▶ **AIM OF THE EXERCISE**
Please set down the records exactly, keeping every line.

▶ **EXTRACTED INFORMATION**
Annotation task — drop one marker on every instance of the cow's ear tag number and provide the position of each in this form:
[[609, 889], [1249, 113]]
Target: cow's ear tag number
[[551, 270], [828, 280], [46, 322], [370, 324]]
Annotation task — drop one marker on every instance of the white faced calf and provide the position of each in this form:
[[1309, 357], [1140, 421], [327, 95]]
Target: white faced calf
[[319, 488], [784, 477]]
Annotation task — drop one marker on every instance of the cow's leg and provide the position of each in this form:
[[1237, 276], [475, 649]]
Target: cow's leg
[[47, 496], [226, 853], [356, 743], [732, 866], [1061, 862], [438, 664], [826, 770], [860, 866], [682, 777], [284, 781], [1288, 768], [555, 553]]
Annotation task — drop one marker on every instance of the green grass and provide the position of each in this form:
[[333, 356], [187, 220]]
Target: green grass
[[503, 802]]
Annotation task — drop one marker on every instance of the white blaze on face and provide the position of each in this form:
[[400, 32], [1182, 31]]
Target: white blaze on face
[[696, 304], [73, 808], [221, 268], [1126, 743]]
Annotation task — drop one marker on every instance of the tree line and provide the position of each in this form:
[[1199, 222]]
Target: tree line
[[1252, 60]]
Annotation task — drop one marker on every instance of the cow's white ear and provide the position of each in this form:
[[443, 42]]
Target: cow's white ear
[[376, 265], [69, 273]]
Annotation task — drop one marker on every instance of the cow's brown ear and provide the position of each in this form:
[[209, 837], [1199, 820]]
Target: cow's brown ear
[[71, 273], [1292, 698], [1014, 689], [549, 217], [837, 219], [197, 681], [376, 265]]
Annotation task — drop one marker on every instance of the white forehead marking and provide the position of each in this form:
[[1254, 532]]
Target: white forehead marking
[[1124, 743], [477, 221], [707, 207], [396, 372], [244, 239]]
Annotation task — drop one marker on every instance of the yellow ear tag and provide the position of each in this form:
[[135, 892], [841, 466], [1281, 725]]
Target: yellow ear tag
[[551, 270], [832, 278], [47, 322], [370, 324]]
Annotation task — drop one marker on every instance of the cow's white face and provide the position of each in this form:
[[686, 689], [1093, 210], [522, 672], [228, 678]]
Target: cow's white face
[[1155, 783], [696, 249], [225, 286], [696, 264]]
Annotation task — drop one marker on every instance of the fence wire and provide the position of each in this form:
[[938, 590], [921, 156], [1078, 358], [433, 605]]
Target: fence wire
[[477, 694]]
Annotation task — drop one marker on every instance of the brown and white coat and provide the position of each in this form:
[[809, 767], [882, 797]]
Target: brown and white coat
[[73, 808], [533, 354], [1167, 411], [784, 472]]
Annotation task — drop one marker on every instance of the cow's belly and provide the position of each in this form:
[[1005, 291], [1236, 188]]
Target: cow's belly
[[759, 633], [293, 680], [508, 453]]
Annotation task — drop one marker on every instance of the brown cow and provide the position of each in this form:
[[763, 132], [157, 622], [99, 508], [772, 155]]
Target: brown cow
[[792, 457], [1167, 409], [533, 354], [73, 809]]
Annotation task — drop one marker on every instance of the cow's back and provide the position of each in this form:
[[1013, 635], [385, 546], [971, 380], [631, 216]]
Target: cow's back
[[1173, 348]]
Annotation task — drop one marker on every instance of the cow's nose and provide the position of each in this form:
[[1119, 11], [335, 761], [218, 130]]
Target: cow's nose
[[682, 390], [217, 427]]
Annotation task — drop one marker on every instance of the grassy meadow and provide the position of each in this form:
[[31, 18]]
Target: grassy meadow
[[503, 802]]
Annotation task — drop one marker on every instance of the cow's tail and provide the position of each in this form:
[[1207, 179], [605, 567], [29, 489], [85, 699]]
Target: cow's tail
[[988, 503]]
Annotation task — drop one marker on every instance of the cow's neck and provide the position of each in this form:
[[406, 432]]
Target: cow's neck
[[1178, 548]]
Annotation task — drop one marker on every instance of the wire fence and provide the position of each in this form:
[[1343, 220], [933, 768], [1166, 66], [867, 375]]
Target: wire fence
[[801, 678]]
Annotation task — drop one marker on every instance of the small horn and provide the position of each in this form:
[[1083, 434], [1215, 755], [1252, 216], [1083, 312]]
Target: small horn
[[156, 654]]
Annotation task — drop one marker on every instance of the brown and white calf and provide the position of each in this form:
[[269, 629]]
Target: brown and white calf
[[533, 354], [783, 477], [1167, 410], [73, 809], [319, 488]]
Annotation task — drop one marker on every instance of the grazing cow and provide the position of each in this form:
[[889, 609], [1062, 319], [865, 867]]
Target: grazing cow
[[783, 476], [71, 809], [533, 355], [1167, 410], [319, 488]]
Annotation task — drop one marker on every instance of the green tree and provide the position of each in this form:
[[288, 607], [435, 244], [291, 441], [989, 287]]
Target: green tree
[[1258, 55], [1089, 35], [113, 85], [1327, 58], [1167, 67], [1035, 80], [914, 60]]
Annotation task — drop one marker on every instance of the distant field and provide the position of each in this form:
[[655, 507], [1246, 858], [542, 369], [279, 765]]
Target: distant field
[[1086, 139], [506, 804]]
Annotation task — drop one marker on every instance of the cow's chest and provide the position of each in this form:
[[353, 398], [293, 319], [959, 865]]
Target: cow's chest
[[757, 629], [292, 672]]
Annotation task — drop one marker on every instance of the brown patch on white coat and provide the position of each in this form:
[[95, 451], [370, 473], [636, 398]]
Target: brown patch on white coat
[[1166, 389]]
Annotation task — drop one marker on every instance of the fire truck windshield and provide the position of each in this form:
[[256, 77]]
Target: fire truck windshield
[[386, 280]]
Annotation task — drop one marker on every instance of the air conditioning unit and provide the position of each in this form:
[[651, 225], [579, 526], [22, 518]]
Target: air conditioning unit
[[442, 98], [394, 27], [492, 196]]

▶ **RESULT FOR THIS EXERCISE**
Annotation task — drop one marker on every instance of the cow's ear tag number and provide the position of each in this form:
[[609, 889], [1249, 113]]
Target: cow's ear tag number
[[551, 270], [828, 280], [46, 322], [370, 324]]
Annotation task — drop one marker on every instance of the white faced calf and provide the position of each in this form:
[[1309, 357], [1140, 421], [327, 95]]
Target: white faced calf
[[319, 488], [784, 477]]
Annotation task — drop one marker on every instance of the cow's leg and provide the position of each in this form:
[[1237, 276], [475, 649]]
Target: cow's leg
[[47, 496], [226, 853], [356, 743], [732, 866], [1061, 862], [438, 664], [826, 770], [860, 866], [682, 777], [284, 781], [1288, 768], [555, 553]]
Annotation task — drop one marker on every instance of the green grass and provide the position of each in this form:
[[333, 356], [187, 220]]
Target: green grass
[[503, 802]]
Annotation task — drop one marker on every instance of the white blaze on face and provide the position of each in this form:
[[400, 32], [1182, 31]]
Target: white blaze on face
[[696, 304], [73, 808], [221, 268], [1126, 743]]
Annotation task — drop one marker on every instance of the tree line and provide the position of each in this form:
[[1199, 222]]
Target: tree line
[[1252, 60]]
Annotation task — drop one marker on every instance of the cow's white ear and provide the position of each in this form:
[[443, 42]]
Target: cow's white ear
[[376, 265], [69, 273]]
Annotation task — drop one marker on every instance of the cow's brown ear and provide the position of each in this form:
[[209, 837], [1199, 820]]
Target: cow's brown ear
[[71, 273], [1292, 698], [1014, 689], [549, 217], [837, 219], [197, 681], [376, 265]]
Annotation task — drop one marker on every instance of the white forehead marking and provide the position of each in this form:
[[1254, 532]]
Target: white forehead marking
[[1124, 743], [477, 221], [707, 207], [396, 372], [244, 239]]
Annotation task — drop one marker on every instance of the yellow ear tag and provide the position of each in this form:
[[135, 892], [841, 466], [1281, 725]]
Target: yellow ear tag
[[551, 270], [832, 278], [47, 322], [370, 324]]
Annotation task — drop one marker on every instance of the cow's white face and provide the position of each in this form:
[[686, 689], [1093, 210], [522, 672], [228, 678]]
Target: cow's white face
[[1155, 783], [696, 249], [225, 286], [696, 264]]
Annotation task — drop one marker on every instance of the fence wire and provide the position of each in this form:
[[938, 590], [921, 156], [1078, 358], [433, 605]]
Target: fence wire
[[477, 694]]
Annotation task — drop one marker on every instance of the brown and white coat and provide the position of each in this form:
[[809, 767], [882, 797]]
Target: brown and white coat
[[73, 808], [533, 354], [1167, 411], [784, 472]]
Annotation task — drop one marker on every instance of the cow's belly and provide the position of each in this form:
[[1005, 291], [1236, 188]]
Target: cow's belly
[[759, 633], [293, 680], [508, 453]]
Annotation task — drop one marker on every instance of the brown cow and provide the position of each in this form:
[[763, 132], [157, 622], [99, 508], [772, 155]]
Target: brown cow
[[792, 457], [1167, 409], [533, 354], [73, 809]]
Annotation task — drop one marker on every instance of the cow's back and provide the position of each in this form:
[[1013, 635], [385, 546], [971, 380], [631, 216]]
Target: cow's back
[[1173, 348]]
Annotation task — drop one marker on every instance of the cow's nose and provide the position of each in this form:
[[1119, 11], [335, 761], [218, 130]]
Target: cow's nose
[[682, 390], [217, 427]]
Annotation task — drop one marker on every instance of the grassy meadow and provide the position of each in this form:
[[31, 18]]
Target: grassy meadow
[[503, 802]]
Annotation task — drop one marker on every instance of the cow's tail and provide the position of each in this form:
[[1207, 179], [605, 567], [29, 489], [85, 699]]
Target: cow's tail
[[988, 503]]
Annotation task — drop one marker on every instance of the cow's neck and provide the position of each in this form:
[[406, 432]]
Target: cow's neck
[[1178, 548]]
Annotation task — drop one marker on every instance of the wire fence and provide the position of each in this form:
[[1343, 220], [933, 768], [1166, 66], [867, 375]]
Target: wire fence
[[801, 678]]
Annotation task — drop one marker on every instance of the small horn and provide the position of each in this form:
[[1083, 434], [1215, 755], [1252, 216], [1083, 312]]
Target: small horn
[[156, 654]]
Annotation task — drop one marker on every instance of the brown and white calf and provide the position of each in this form:
[[269, 629]]
Target: brown and white calf
[[533, 354], [783, 477], [1167, 410], [73, 809], [319, 488]]
Annotation task — drop one marker on every instance of the grazing cow and provide the position of each in this form:
[[889, 609], [1062, 319], [865, 867]]
Target: grazing cow
[[783, 476], [71, 809], [533, 355], [1167, 410], [319, 488]]
Annotation task — drop one marker on every instance of the green tree and provide the position of each in this form:
[[288, 607], [435, 244], [291, 441], [989, 287]]
Target: green tree
[[1258, 55], [1089, 35], [113, 85], [1327, 58], [1167, 67], [1035, 80], [914, 60]]
Annotation task — drop one marker on every instance of the distant field and provide the position of each in this form:
[[655, 507], [1246, 858], [542, 369], [279, 765]]
Target: distant field
[[1086, 139], [506, 804]]
Annotation task — drop one marker on every instance of the cow's chest and provide the position of each in this form:
[[353, 398], [293, 319], [959, 865]]
Target: cow's chest
[[757, 629], [292, 672]]
Annotation task — drop one marker on every instance of the brown patch on white coat and provide the position of each in this form:
[[95, 451], [370, 473], [636, 398]]
Target: brown patch on white coat
[[1166, 389]]
Annotation task — drop one marker on every instance of the fire truck windshield and provide the position of each in this form:
[[256, 77]]
Target: fire truck windshield
[[386, 280]]
Annotation task — drop one marker on every instance of the air conditioning unit and provide the position of each in this form:
[[651, 225], [579, 526], [22, 518]]
Target: air conditioning unit
[[442, 98], [394, 27], [492, 196]]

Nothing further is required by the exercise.